:: Excerpt to read ::
********

In [1]:
from IPython.core.display import display, HTML
display(HTML("<style>.container { width:70% !important; }</style>"))

### Web Scraping and Acquistion 

**Datasets**

The datasets are acquired from (1) Spotify API (Spotipy) and (2) Billboard Hot 100 2020 

For Spotify, the official "Top Tracks of 2020 Singapore" were chosen as below:

https://open.spotify.com/playlist/37i9dQZF1DX8X0dOzodgNr


For Billboard Hot 100, the data was taken from Wikipedia:

https://en.wikipedia.org/wiki/Billboard_Year-End_Hot_100_singles_of_2020


**Scraping Playlists from Spotify and Data Wrangling** 

In the following section the dataset from Spotify are acquired, and then undergoes a data wrangling process to get the necessary info on track titles, genre, audio features (danceability, energy,valence,tempo...etc).

Subsequently the lyrics from Genius.com (embedded within Spotify) are also embedded into the dataset. It should be noted some tracks had lyrics that were unavailable.

Python functions were used extensively in this process to get the desired dataset.

In [86]:
### Packages Required to Run this Notebook

##!pip install requests
##!pip install spotipy
##!pip install pip install BeautifulSoup


import pandas as pd
import spotipy
from spotipy.oauth2 import SpotifyClientCredentials
from bs4 import BeautifulSoup
import requests
import numpy as np

In [87]:
#CREDENTIALS for Spotify API
cid ='e37f689bb74846d68b1e13ab62a6b036'
secret ='06c86b343635490b87896a7ff0333b28'
# Passing credentials 
client_credentials_manager = SpotifyClientCredentials(client_id=cid, client_secret=secret)
sp = spotipy.Spotify(client_credentials_manager = client_credentials_manager)

In [88]:
#FUNCTION TAKES PLAYLIST URL AS ARGUMENT
def get_playlist_data(url):
    uri = []
    track = []
    duration_ms = []
    explicit = []
    track_number = []
    genre =[]
    artist = []
    release_date = []
    popularity=[]
    # search object
    one = sp.playlist_items(url)
    #CREATING PANDAS DATAFRAME
    df1 = pd.DataFrame(one)

    #LOOPING ON EACH VALUE one by one to get info out of it & Appending it to List
    for i,x in df1['items'].items():
        #FOR GENRES
        genre_val = sp.artist(x['track']['artists'][0]['external_urls']['spotify'])

********

:: Exercise ::
Which official playlist does the Spotify scraping notebook say was chosen from Spotify? The listing after this has nothing to do with what you're asked here.

:: Source excerpt ::
********

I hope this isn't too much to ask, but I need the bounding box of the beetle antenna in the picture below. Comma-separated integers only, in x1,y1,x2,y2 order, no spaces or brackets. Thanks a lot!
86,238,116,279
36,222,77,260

********

:: Exercise answer ::
The "Top Tracks of 2020 Singapore" playlist.